--- start Data for the task ---

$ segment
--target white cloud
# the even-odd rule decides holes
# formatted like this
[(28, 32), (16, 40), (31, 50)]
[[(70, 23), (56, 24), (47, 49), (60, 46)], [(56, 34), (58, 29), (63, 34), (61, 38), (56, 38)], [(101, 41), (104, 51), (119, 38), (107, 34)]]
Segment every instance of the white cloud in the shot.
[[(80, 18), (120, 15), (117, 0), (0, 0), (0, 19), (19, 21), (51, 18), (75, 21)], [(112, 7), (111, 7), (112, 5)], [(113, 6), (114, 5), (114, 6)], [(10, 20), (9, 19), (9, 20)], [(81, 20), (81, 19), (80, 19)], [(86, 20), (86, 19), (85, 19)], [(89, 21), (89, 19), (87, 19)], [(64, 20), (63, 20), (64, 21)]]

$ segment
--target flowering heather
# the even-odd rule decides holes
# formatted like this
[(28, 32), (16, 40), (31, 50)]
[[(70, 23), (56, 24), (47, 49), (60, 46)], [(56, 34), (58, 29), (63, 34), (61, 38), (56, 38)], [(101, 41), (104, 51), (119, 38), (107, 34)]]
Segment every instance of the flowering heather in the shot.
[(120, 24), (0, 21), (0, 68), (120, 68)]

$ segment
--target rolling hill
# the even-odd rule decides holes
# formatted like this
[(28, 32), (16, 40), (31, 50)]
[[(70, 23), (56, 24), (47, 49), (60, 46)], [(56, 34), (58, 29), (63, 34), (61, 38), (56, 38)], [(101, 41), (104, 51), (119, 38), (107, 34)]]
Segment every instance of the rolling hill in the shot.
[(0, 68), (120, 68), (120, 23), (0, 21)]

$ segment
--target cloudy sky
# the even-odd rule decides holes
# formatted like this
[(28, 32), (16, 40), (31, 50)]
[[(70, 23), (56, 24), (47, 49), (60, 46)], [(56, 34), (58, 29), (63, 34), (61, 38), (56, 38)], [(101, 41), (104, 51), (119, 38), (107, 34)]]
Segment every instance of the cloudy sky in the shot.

--- end Data for the task ---

> [Work instructions]:
In all the rows above, swap every "shot" for "photo" and leave everything else unchanged.

> [Task response]:
$ segment
--target white cloud
# the even-odd rule decides holes
# formatted like this
[(28, 32), (16, 40), (31, 50)]
[[(70, 23), (56, 24), (47, 49), (60, 46)], [(56, 34), (58, 29), (63, 34), (61, 38), (56, 38)], [(101, 41), (104, 51), (119, 38), (107, 34)]]
Segment every instance of the white cloud in the photo.
[[(80, 18), (120, 15), (117, 0), (0, 0), (0, 19), (19, 21), (51, 18), (75, 21)], [(112, 7), (111, 7), (112, 5)], [(113, 6), (114, 5), (114, 6)], [(10, 20), (9, 19), (9, 20)], [(81, 20), (81, 19), (80, 19)], [(86, 20), (86, 19), (85, 19)], [(89, 21), (89, 19), (87, 19)], [(64, 20), (63, 20), (64, 21)]]

$ segment
--target flowering heather
# the even-odd rule decides holes
# formatted like this
[(28, 32), (16, 40), (31, 50)]
[[(70, 23), (56, 24), (47, 49), (60, 46)], [(56, 34), (58, 29), (63, 34), (61, 38), (56, 38)], [(101, 41), (104, 51), (119, 38), (107, 34)]]
Segment every instance of the flowering heather in the photo.
[(120, 24), (0, 21), (0, 68), (120, 68)]

$ segment
--target rolling hill
# the even-odd rule decides holes
# formatted like this
[(28, 32), (16, 40), (31, 50)]
[[(70, 23), (56, 24), (47, 49), (60, 46)], [(56, 34), (58, 29), (63, 34), (61, 38), (56, 38)], [(101, 41), (104, 51), (119, 38), (107, 34)]]
Segment every instance of the rolling hill in the photo.
[(0, 68), (120, 68), (120, 23), (0, 21)]

$ segment
--target cloudy sky
# the even-odd rule decides holes
# formatted like this
[(28, 32), (16, 40), (31, 50)]
[[(70, 23), (56, 24), (47, 49), (60, 46)], [(56, 34), (58, 29), (63, 34), (61, 38), (56, 38)], [(101, 41), (104, 51), (119, 38), (107, 34)]]
Segment every instance of the cloudy sky in the photo.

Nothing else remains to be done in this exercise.